>> begin Provided passage

Posts: 212
Threads: 94
Joined: Aug 2018
Hello,
I need to find all the files located under a given directory, including all the sub-directories it may contain.
Is this a/the right way to do it?
import os
import glob
for filename in glob.iglob(r".\parent" '**/**', recursive=True):
#ignore sub-directories, just grab files
if not os.path.isdir(filename):
print(filename) Thank you.
Posts: 4,790
Threads: 76
Joined: Jan 2018
You could use
import os
root = '.'
files = [os.path.join(d, f) for d, _, files in os.walk(root) for f in files]
print(files)
« We can solve any problem by introducing an extra level of indirection »
Posts: 2,126
Threads: 11
Joined: May 2017
Use Path from pathlib module.
This is the modern way to handle paths.
Mostly all methods, which are functions in os and os.path for path handling, are attached to the Path object. Some are missing, but it's very useful to handle paths across different operating systems.
Path.home() returns a PosixPath of the home directory on Linux.
On Windows it returns a WindowsPath, which points to the right home directory.
I think macOS is similar to Linux.
from collections.abc import Generator
from pathlib import Path
def get_files(root: str | Path) -> Generator[Path, None, None]:
"""
Generator, which recursively yields all files of a directory
"""
for path in Path(root).rglob("*"):
if path.is_file():
yield path
all_files = list(get_files(Path.home().joinpath("Downloads/")))
Posts: 212
Threads: 94
Joined: Aug 2018
Thank you.

>> end Provided passage
>> begin Record excerpts

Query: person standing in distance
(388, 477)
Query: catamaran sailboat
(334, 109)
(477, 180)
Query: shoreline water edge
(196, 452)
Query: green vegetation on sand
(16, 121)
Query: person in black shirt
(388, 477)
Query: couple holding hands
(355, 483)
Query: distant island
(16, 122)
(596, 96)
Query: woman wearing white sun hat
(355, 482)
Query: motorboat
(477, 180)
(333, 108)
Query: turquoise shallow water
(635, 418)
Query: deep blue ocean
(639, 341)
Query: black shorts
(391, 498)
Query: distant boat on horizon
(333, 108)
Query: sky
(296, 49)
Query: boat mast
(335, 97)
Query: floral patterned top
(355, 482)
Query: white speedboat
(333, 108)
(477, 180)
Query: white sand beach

>> end Record excerpts
>> begin Record excerpts

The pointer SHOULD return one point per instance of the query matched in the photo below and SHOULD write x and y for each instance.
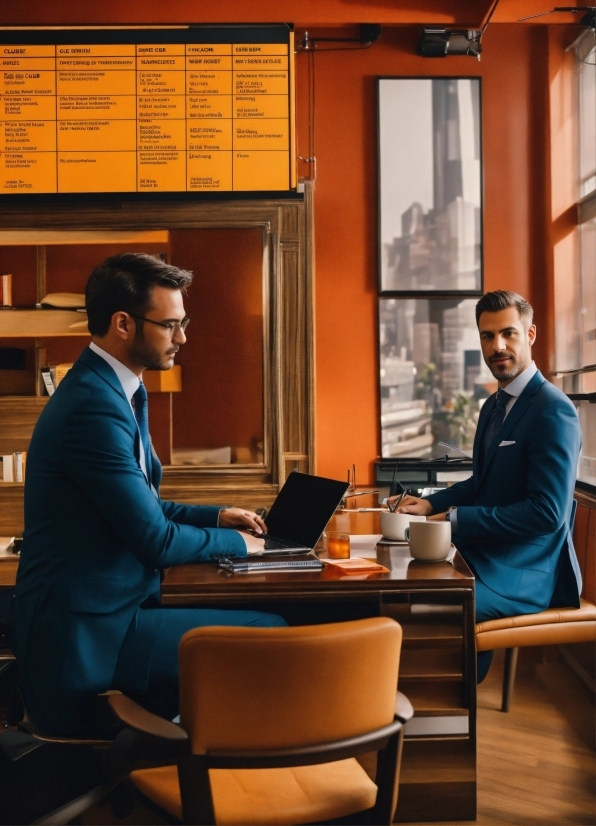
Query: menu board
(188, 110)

>> end Record excerpts
>> begin Record excerpts

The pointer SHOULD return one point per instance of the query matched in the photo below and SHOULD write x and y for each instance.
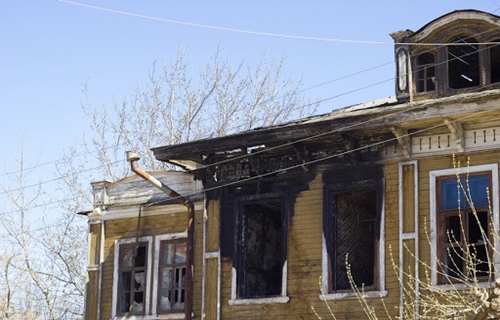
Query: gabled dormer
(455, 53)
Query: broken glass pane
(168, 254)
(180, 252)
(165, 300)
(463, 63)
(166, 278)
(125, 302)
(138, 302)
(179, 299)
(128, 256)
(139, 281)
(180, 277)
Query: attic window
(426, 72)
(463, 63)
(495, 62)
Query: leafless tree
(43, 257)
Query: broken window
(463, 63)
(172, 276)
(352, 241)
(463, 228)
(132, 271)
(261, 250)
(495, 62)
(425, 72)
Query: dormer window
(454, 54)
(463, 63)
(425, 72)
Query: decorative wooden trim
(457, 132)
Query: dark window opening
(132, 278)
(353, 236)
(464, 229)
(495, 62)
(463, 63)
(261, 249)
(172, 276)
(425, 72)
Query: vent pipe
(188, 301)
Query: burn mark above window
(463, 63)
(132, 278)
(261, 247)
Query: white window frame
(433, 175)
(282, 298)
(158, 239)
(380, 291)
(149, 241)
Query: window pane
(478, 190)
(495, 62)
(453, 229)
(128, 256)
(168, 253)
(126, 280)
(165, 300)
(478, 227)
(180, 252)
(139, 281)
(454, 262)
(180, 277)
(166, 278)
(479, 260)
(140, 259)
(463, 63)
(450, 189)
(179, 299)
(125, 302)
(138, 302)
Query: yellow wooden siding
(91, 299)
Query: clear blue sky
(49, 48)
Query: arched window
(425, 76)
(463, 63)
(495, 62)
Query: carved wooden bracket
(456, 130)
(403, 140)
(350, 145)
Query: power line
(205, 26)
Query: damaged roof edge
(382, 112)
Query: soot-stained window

>> end Record excerpts

Required tasks:
- A) Quote the part of the forum thread on listing files in Python that starts at "Posts: 4,790" and ends at "from pathlib module.".
- B) Translate this sentence from the forum thread on listing files in Python into Spanish: "On Windows it returns a WindowsPath, which points to the right home directory."
- C) Proceed with the forum thread on listing files in Python from its last post onward.

Per-task outputs:
- A)
Posts: 4,790
Threads: 76
Joined: Jan 2018
You could use
import os
root = '.'
files = [os.path.join(d, f) for d, _, files in os.walk(root) for f in files]
print(files)
« We can solve any problem by introducing an extra level of indirection »
Posts: 2,126
Threads: 11
Joined: May 2017
Use Path from pathlib module.

- B) En Windows devuelve un WindowsPath, que apunta al directorio de inicio correcto.

- C)
(Apr-22-2024, 07:10 PM)Gribouillis Wrote: files = [os.path.join(d, f) for d, _, files in os.walk(root) for f in files]
I'm not used to one-liners. Am I correct in understanding it's the equivalent of the following?
def somefunc:
for d, _, files in os.walk(root)
for f in files
return os.path.join(d, f) (Apr-22-2024, 07:17 PM)DeaD_EyE Wrote: from collections.abc import Generator
from pathlib import Path
def get_files(root: str | Path) -> Generator[Path, None, None]:
"""
Generator, which recursively yields all files of a directory
"""
for path in Path(root).rglob("*"):
if path.is_file():
yield path
all_files = list(get_files(Path.home().joinpath("Downloads/")))
I've never seen that syntax (def get_files(root: str | Path) -> Generator[Path, None, None]:) . I'll have to do some read up.
Posts: 1,094
Threads: 143
Joined: Jul 2017
I agree with Dead_EyE, Path is very useful, because it will work for different operating systems and it has other tricks up its sleeve!
if filename.is_file() means you won't pick up directories or their contents.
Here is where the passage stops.